Document passage:

::::::::::

Looking for accuracy? Don’t be depend on LLM
#Looking for accuracy? Don’t be depend on LLM
I participated in a hackathon around 2020, sponsored by FastDoctor and Qiita. The theme was simple: build medical applications integrated with LLM-like AI. At that time, AI was just starting to enter our daily engineering conversations. Everyone was excited. Naturally, many participants attempted to build AI-powered medical checkup or diagnosis tools.
Almost all of them were rejected.
The reason was painfully clear and repeatedly emphasized by doctors during the judging process, “You cannot provide false positives or false negatives to patients.” That was the moment I clearly understood something fundamentalletting a probabilistic language model make decisions in sensitive domains is fundamentally wrong. LLMs are statistical machines trained on massive amounts of internet text. They are incredibly good at generating plausible answers—but plausibility is not correctness.
#Five Years Later: We Live With LLMs
After 5 years, looking around the world where there is not a single day you don't hear LLM and AI, we now have to accept that society has shifted in a way we take LLM, statistical correct outputting machine, granted. We now know that LLM sometimes makes mistakes and is biased, but we are living with them. In my opinion, humans also make mistakes, even on critical jobs, so we won’t get frustrated when LLM makes mistakes. But looking at people wasting their flight ticket due to lack of visa because chatgpt told them visa is not necessary, it is beyond hilarious.

::::::::::

Supplied data:
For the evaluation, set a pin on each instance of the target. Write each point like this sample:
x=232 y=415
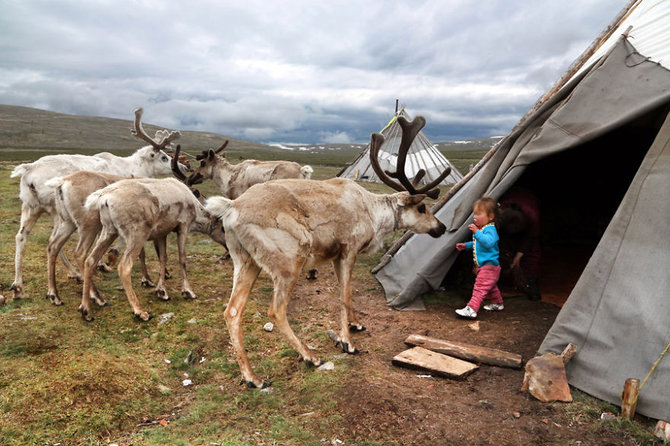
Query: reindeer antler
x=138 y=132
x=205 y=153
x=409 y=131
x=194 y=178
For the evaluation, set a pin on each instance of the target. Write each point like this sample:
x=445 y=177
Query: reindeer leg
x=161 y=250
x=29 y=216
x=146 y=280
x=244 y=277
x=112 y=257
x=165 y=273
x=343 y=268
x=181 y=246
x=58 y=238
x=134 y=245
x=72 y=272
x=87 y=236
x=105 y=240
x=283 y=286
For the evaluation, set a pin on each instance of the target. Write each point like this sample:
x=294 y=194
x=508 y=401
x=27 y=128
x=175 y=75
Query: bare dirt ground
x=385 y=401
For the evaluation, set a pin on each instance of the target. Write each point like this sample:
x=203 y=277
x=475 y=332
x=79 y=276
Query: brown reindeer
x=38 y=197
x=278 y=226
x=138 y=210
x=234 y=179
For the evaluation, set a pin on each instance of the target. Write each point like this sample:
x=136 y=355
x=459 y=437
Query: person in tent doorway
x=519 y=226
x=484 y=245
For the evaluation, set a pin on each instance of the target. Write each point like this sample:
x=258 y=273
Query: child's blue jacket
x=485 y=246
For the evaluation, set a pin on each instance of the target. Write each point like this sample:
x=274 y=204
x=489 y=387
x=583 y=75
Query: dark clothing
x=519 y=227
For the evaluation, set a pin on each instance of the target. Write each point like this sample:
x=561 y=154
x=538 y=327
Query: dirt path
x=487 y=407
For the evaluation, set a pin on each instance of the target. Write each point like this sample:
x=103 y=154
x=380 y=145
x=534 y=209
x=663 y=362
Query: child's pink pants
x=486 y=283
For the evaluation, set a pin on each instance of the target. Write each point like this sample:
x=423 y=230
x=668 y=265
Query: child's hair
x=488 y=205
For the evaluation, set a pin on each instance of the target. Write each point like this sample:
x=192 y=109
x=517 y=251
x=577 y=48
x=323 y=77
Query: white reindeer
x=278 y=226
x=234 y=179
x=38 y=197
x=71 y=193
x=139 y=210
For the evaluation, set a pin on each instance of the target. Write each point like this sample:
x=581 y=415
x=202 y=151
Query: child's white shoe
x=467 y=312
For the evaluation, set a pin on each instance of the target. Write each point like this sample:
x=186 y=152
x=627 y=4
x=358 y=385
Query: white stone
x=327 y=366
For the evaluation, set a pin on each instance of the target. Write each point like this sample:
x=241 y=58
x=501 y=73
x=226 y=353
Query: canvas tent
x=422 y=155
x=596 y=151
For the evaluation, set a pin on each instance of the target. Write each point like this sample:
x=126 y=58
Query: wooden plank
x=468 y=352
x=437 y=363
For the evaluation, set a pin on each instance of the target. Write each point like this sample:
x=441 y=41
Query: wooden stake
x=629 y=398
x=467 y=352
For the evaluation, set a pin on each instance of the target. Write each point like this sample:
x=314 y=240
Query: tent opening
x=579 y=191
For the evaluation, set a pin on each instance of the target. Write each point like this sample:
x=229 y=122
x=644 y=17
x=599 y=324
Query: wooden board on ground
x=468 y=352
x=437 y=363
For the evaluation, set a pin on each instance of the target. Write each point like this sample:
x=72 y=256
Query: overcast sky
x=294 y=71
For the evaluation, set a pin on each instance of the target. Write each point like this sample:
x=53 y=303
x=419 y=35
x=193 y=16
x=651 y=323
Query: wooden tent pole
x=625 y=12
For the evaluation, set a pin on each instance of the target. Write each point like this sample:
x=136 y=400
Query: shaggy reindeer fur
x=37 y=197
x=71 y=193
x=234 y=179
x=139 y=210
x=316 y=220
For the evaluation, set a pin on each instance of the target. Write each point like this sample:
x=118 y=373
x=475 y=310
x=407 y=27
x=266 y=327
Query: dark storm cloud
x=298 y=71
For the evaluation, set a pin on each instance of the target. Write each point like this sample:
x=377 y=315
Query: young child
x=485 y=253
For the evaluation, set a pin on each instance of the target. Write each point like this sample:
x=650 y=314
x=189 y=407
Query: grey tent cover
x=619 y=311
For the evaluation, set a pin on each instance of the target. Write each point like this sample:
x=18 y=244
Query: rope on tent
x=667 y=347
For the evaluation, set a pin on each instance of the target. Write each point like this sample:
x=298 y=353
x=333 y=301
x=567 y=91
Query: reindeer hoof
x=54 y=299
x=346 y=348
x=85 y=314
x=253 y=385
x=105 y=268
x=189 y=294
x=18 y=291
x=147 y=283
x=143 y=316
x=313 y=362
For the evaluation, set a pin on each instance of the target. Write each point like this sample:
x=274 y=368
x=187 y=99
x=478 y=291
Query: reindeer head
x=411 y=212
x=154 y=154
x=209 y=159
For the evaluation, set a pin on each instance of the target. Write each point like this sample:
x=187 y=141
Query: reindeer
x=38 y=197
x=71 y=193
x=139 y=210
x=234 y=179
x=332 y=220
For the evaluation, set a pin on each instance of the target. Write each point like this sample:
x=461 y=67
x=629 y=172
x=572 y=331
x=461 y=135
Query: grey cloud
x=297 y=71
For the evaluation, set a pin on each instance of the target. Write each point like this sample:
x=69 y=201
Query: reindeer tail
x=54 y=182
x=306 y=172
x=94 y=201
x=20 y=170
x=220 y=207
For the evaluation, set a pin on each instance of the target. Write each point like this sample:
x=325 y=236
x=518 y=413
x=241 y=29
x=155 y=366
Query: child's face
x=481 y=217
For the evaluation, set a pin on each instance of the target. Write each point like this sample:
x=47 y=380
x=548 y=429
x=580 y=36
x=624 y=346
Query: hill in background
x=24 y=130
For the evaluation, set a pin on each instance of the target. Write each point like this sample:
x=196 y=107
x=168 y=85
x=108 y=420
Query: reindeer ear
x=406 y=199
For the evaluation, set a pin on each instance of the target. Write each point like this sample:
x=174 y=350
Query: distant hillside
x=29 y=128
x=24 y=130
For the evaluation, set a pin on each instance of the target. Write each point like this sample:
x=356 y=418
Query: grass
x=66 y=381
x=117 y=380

::::::::::

Exercise 1:
In the essay on depending on LLMs, which companies sponsored the hackathon the writer joined around 2020?
Exercise 2:
Translate this sentence from the essay on depending on LLMs into French: "LLMs are statistical machines trained on massive amounts of internet text."
The records have no connection to the text.

Exercise answer 1:
FastDoctor and Qiita.

Exercise answer 2:
Les LLM sont des machines statistiques entraînées sur d'énormes quantités de textes provenant d'Internet.